Exercise requirements — Revise the listing below so that "Locate every" becomes "Find each" at each occurrence, leaving every other line unchanged.

☆ ☆ ☆ ☆

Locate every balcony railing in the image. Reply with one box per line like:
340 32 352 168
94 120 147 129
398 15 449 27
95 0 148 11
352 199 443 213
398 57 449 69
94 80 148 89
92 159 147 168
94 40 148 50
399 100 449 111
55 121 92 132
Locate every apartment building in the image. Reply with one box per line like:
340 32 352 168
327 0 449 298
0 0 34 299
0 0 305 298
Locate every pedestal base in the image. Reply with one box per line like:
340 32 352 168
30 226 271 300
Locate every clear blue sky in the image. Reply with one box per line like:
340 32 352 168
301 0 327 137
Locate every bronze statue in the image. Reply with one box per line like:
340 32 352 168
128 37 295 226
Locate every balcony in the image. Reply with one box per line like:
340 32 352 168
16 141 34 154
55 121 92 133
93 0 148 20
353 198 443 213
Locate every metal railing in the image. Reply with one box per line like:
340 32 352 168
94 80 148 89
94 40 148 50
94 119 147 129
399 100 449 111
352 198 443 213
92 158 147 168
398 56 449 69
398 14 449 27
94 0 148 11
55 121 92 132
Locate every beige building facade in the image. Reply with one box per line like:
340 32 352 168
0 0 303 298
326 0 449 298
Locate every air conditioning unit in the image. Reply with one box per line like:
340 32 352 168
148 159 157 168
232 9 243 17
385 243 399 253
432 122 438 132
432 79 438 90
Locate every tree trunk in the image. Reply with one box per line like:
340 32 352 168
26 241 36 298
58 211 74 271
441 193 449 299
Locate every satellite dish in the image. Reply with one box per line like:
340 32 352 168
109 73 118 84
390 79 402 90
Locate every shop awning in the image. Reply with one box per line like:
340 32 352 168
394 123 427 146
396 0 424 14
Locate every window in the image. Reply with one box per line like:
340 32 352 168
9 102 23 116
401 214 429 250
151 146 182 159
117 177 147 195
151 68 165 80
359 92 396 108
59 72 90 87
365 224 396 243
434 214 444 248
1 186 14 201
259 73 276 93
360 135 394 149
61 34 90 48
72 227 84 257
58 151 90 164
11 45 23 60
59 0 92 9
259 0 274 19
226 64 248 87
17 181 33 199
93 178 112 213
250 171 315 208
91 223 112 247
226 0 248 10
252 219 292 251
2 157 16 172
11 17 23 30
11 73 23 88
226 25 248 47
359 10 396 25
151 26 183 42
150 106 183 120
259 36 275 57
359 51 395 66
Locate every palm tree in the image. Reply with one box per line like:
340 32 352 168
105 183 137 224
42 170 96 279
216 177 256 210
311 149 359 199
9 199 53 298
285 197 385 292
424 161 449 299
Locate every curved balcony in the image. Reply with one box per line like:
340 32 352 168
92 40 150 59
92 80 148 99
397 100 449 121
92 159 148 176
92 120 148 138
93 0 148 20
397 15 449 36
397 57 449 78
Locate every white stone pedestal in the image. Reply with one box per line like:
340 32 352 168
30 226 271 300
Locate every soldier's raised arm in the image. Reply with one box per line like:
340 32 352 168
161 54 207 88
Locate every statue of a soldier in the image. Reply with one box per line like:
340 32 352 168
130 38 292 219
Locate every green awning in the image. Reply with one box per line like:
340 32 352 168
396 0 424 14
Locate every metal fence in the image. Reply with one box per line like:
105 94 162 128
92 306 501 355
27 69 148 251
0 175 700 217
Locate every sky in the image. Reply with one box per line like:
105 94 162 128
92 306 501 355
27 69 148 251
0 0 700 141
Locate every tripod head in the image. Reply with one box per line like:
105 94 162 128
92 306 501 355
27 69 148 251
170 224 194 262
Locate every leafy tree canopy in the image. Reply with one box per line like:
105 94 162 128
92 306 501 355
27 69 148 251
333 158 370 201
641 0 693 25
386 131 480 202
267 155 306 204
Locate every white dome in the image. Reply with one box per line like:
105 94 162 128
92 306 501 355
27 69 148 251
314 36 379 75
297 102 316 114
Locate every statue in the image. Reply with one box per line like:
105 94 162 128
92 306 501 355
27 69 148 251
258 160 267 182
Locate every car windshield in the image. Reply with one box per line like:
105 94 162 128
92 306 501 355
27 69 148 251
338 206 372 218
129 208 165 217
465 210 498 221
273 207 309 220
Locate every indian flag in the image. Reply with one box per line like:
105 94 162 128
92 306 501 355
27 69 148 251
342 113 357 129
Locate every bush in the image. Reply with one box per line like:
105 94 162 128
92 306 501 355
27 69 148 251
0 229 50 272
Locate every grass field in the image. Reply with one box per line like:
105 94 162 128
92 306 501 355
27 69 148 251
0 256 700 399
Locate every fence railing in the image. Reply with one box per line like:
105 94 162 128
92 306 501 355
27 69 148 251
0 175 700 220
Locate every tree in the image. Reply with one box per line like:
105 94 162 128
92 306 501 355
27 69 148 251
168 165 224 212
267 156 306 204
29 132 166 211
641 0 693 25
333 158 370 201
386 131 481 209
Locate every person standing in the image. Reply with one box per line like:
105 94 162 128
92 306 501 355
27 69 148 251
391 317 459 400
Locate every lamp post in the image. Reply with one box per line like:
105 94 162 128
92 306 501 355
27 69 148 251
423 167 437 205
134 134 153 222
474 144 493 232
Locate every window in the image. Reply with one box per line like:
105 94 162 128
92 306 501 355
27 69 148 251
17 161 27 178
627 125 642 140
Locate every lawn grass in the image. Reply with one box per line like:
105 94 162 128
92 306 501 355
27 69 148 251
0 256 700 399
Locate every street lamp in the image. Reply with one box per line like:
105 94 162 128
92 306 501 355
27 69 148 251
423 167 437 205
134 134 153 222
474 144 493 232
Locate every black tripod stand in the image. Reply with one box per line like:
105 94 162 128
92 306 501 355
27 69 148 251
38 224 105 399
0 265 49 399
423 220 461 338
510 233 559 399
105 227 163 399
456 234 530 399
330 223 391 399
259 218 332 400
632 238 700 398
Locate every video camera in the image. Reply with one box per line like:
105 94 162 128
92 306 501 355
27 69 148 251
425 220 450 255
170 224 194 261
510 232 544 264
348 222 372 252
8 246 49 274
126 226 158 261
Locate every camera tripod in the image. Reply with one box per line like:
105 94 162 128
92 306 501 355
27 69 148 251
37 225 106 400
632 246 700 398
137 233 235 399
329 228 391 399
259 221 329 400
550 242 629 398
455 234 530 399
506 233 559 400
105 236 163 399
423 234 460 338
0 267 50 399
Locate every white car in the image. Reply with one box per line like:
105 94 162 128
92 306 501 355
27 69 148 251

☆ ☆ ☆ ☆

Exercise answer —
Find each balcony railing in the image. Reply with one box per line like:
340 32 352 168
94 120 147 129
398 15 449 27
95 0 148 11
352 199 443 213
398 57 449 69
94 80 148 89
92 159 147 168
94 40 148 50
399 100 449 111
55 121 92 132
Find each apartment building in the image. Reply with one box per line like:
340 32 352 168
327 0 449 298
0 0 34 299
0 0 305 298
Find each pedestal base in the image. Reply with one box per line like:
340 32 352 168
30 226 271 300
Find each clear blue sky in the image. Reply with one box per line like:
340 32 352 168
301 0 327 137
Find each bronze statue in the image. Reply with one box per line like:
340 32 352 168
128 37 295 226
Find each balcony in the image. Reply with one box per line like:
340 32 352 168
16 141 34 154
55 121 92 133
93 0 148 20
353 198 443 213
Find each metal railing in the image. Reply with one box per line like:
340 32 352 168
94 80 148 89
94 40 148 50
94 119 147 129
399 100 449 111
352 198 443 213
92 158 147 168
398 56 449 69
398 14 449 27
94 0 148 11
55 121 92 132
Find each beige building facade in the image. Reply with one box per line like:
340 32 352 168
0 0 303 298
326 0 449 298
Find each air conditioning unit in the image. Reply with one box per line like:
340 32 352 168
148 159 157 168
232 9 243 17
385 243 399 253
432 122 438 132
432 79 438 90
Find each tree trunk in the image. Reply with one box per line like:
340 32 352 168
26 241 36 298
58 211 74 271
441 193 449 299
Find each satellite dish in the image. Reply with one box per line like:
340 32 352 168
109 73 118 84
390 79 402 90
Find each shop awning in the image. Reply with one box per line like:
340 32 352 168
394 123 427 146
396 0 424 14
Find each window in the image. Reply with one box per line like:
340 32 352 168
9 102 23 116
401 214 429 250
151 146 182 159
117 177 147 195
151 68 165 80
359 92 396 108
59 72 90 87
365 224 396 243
434 214 444 248
1 186 14 201
259 73 276 93
360 135 394 149
61 34 90 48
72 227 84 257
58 151 90 164
11 45 23 60
59 0 92 9
259 0 274 19
226 64 248 87
17 181 33 199
93 178 112 213
250 171 315 208
91 223 112 247
226 0 248 10
252 219 292 251
2 157 16 172
11 17 23 30
11 73 23 88
226 25 248 47
359 10 396 25
151 26 183 42
150 106 183 120
259 36 275 57
359 51 395 66
Find each palm tree in the image. Reply with one box per line like:
340 32 352 168
105 183 137 224
42 170 96 279
216 177 256 210
311 149 359 199
9 199 53 298
285 197 385 292
424 161 449 299
Find each curved balcony in the image. Reply with one box per line like:
340 32 352 168
92 40 150 59
92 80 148 99
397 100 449 121
92 159 148 176
92 120 148 138
93 0 148 20
397 15 449 36
397 57 449 78
Find each white stone pedestal in the image. Reply with one box per line like:
340 32 352 168
30 226 271 300
Find each soldier's raised arm in the image. Reply with one box per line like:
340 32 352 168
161 54 207 88
Find each statue of a soldier in the image. Reply with one box per line like:
340 32 352 168
130 38 292 219
Find each green awning in the image. Reply with one box per line like:
340 32 352 168
396 0 424 14
Find each metal fence in the image. Reply with one box per line like:
105 94 162 128
92 306 501 355
27 69 148 251
0 175 700 217
Find each sky in the image. Reply with one box per line like:
105 94 162 128
92 306 501 355
27 69 148 251
0 0 700 141
Find each tripod head in the image. Reply with one box per line like:
105 94 162 128
92 306 501 355
27 69 148 251
170 224 194 262
Find each leafy tree canopy in the image. Reply with one box per line like:
105 94 162 128
92 306 501 355
27 69 148 251
333 158 370 201
641 0 693 25
386 131 480 202
267 155 306 204
Find each white dome in the image. Reply with one box per line like:
105 94 162 128
92 306 501 355
27 69 148 251
314 36 379 75
297 102 316 114
Find each statue in the image. Reply with one box per line like:
105 94 162 128
92 306 501 355
27 69 148 251
258 160 267 182
Find each car windshield in the image. Reply with one box per line like:
105 94 162 128
92 306 501 355
27 69 148 251
338 206 372 218
129 208 165 217
465 210 498 221
273 207 309 220
Find each indian flag in the image. Reply with one box per line like:
105 94 162 128
92 306 501 355
27 69 148 251
342 113 357 129
Find each bush in the image. Reply with one box per line like:
105 94 162 128
92 306 501 355
27 69 148 251
0 229 50 272
Find each grass field in the image. Reply with one box per line like:
105 94 162 128
92 306 501 355
27 69 148 251
0 256 700 399
Find each fence railing in the image. Reply with one box per line like:
105 94 162 128
92 306 501 355
27 69 148 251
0 175 700 220
Find each tree in the image. Reply with one box per line like:
105 94 162 128
92 306 501 355
27 69 148 251
168 165 224 212
267 156 306 204
29 132 166 211
641 0 693 25
333 158 370 201
386 131 481 209
Find each person standing in the image. Reply with one box per line like:
105 94 162 128
92 306 501 355
27 69 148 251
391 317 459 400
Find each lamp post in the image. Reply with one box per line like:
105 94 162 128
92 306 501 355
27 69 148 251
423 167 437 205
134 134 153 222
474 144 493 232
Find each window in the image. Reply with one box per line like:
105 94 162 128
92 306 501 355
27 69 148 251
17 161 27 178
627 125 642 140
Find each lawn grass in the image. Reply with one box per line like:
105 94 162 128
92 306 501 355
27 69 148 251
0 256 700 399
Find each street lamp in the image. Reply with one box per line like:
105 94 162 128
92 306 501 355
27 69 148 251
423 167 437 205
134 134 153 222
474 144 493 232
Find each black tripod stand in the image. Reply with one box per line like:
105 94 162 128
92 306 501 355
27 69 148 251
38 224 105 399
0 265 49 399
423 220 461 338
510 233 559 399
105 227 163 399
456 234 530 399
330 223 391 399
259 218 332 400
632 238 700 398
Find each video camera in the image. Reply with one box per line like:
105 94 162 128
92 306 501 355
27 69 148 251
425 220 450 255
170 224 194 261
510 232 544 264
348 222 372 252
8 246 49 274
126 226 158 261
Find each camera tripod in the image. Reply with one box per line like:
105 94 162 128
92 306 501 355
27 69 148 251
37 225 106 400
632 246 700 398
137 233 235 399
329 228 391 399
259 221 329 400
550 242 629 398
455 234 530 399
506 233 559 400
105 236 163 399
423 234 460 338
0 267 50 399
Find each white car in the image. Reply with one box per line like:
105 94 162 128
92 306 501 355
27 69 148 251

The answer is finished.